• _Passage provided_:

----

If there had been no lockdown, there would have been no racial reckoning — or at least not of the kind we had. By 2022, with the lockdown over, this unusually potent manifestation of High Woke lost some of its main enablers — Zoom and also loneliness. David Shor found other employment. Timothy Jackson sued for defamation and recently told me he’s pleased with the outcome.
But if the rampant defenestrations were blissfully bygone, we can be sure that wokeness will persist as a life force.
High Woke is not crazy. It is one way for people to gain something it’s natural to want: a sense of moral superiority and group membership. It is a kind of substitute religion, with white privilege as original sin, cancellation threatening the heretic, and the idea of America at last coming to terms with racism as the End of Days.
There is no reason that something this captivating will disappear, having once been allowed such sway for two years, and with social media ever ready to spread its gospel. It pleases its adherents too much, and scares too many with its glowering threats of condemnation, ostracizing and unemployment.

----

• _Extracted records_:
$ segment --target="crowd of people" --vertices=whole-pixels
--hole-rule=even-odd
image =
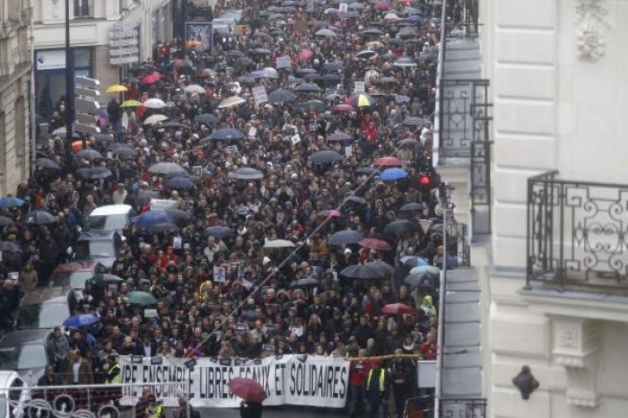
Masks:
[[[124,283],[83,291],[73,313],[100,321],[54,330],[46,379],[109,381],[117,356],[126,354],[435,359],[438,289],[405,283],[405,260],[439,266],[443,257],[433,227],[440,183],[431,164],[436,11],[416,0],[342,11],[335,2],[240,3],[230,7],[242,9],[246,34],[219,33],[211,52],[190,41],[173,42],[165,57],[157,49],[132,71],[124,100],[111,96],[103,134],[65,140],[59,103],[38,151],[38,161],[58,168],[38,167],[13,196],[23,204],[0,201],[11,220],[0,238],[19,247],[4,248],[0,265],[5,331],[21,295],[48,285],[54,267],[72,260],[94,208],[126,204],[145,213],[161,199],[178,209],[167,225],[132,222],[120,231],[110,273]],[[254,94],[259,86],[266,98]],[[78,151],[87,149],[96,152]],[[158,163],[171,171],[153,170]],[[393,168],[402,169],[397,177],[382,175]],[[416,205],[402,210],[408,204]],[[33,211],[54,219],[27,220]],[[395,222],[403,228],[387,229]],[[379,246],[331,239],[345,230]],[[376,261],[390,271],[342,273]],[[12,272],[20,272],[17,284]],[[155,315],[128,303],[133,291],[157,300],[148,307]],[[397,303],[411,311],[385,309]],[[401,416],[418,394],[414,361],[353,361],[353,416],[364,399],[384,416],[390,390]]]

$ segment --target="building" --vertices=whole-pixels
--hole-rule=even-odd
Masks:
[[[139,62],[152,57],[159,41],[170,39],[170,0],[32,0],[36,111],[51,113],[65,94],[65,1],[70,1],[70,44],[74,75],[107,86],[118,83],[126,65],[111,65],[110,30],[118,22],[136,24]],[[135,48],[135,47],[129,47]]]
[[[626,416],[628,1],[455,3],[439,162],[473,236],[486,415]]]
[[[0,2],[0,196],[29,176],[30,21],[22,0]]]

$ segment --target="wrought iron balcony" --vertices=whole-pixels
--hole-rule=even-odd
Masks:
[[[528,286],[628,294],[628,185],[528,179]]]

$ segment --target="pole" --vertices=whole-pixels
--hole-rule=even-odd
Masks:
[[[70,0],[65,0],[65,152],[68,162],[72,160],[72,122],[74,111],[72,83],[74,79],[72,50],[70,49]]]

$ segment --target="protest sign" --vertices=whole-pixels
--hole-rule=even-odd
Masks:
[[[268,350],[270,351],[270,350]],[[178,397],[189,388],[196,407],[238,407],[240,399],[227,386],[233,378],[259,383],[266,394],[265,405],[299,405],[343,408],[349,388],[349,361],[324,356],[277,355],[265,359],[214,359],[201,357],[189,368],[188,359],[145,357],[134,362],[120,357],[122,389],[120,405],[131,405],[142,396],[142,384],[163,383],[147,388],[163,399],[165,406],[177,405]],[[157,362],[158,364],[154,364]],[[178,384],[180,384],[179,386]]]

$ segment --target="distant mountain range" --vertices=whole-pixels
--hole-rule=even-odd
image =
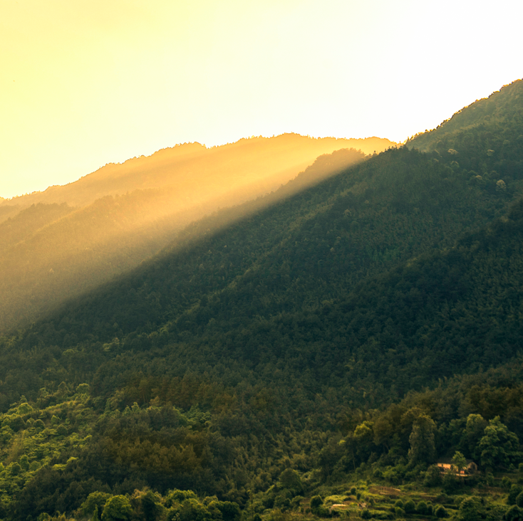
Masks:
[[[78,181],[0,201],[0,330],[125,273],[195,219],[286,184],[321,154],[394,144],[255,137],[207,149],[178,145],[108,164]],[[346,157],[337,168],[361,160]],[[311,182],[319,181],[311,179]]]
[[[69,258],[61,246],[59,269],[38,264],[44,232],[26,229],[49,231],[53,252],[87,252],[108,223],[133,228],[156,189],[26,208],[1,226],[6,243],[19,237],[13,248],[36,253],[13,256],[6,273],[41,265],[48,295]],[[164,247],[147,259],[144,247],[138,265],[135,242],[107,236],[133,259],[128,270],[118,257],[120,276],[66,301],[61,290],[46,316],[0,337],[0,516],[94,517],[124,498],[156,519],[237,521],[240,508],[317,519],[335,489],[338,505],[368,495],[362,518],[423,507],[469,519],[463,503],[488,509],[475,519],[519,518],[509,505],[521,493],[522,196],[518,80],[405,146],[325,154],[277,190],[205,206],[177,228],[166,215]],[[76,220],[89,223],[81,235]],[[89,247],[110,271],[110,256]],[[430,466],[452,456],[482,477],[457,483]],[[445,507],[380,510],[373,480]]]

----

• _Problems to work on_:
- a) Please decide whether each statement agrees with the passage on High Woke above. Answer yes or no for each, and quote the words from the passage that decide it.
(i) By 2022, High Woke had lost Zoom and loneliness as some of its main enablers.
(ii) The passage calls High Woke crazy.
(iii) Timothy Jackson was unhappy with the outcome of his defamation suit.
- b) In the passage on High Woke, what plays the role of original sin in the substitute religion it describes?

• _Outputs by task_:
- a)
(i) Yes: "By 2022, with the lockdown over, this unusually potent manifestation of High Woke lost some of its main enablers — Zoom and also loneliness."
(ii) No: "High Woke is not crazy."
(iii) No: "Timothy Jackson sued for defamation and recently told me he’s pleased with the outcome."

- b) White privilege.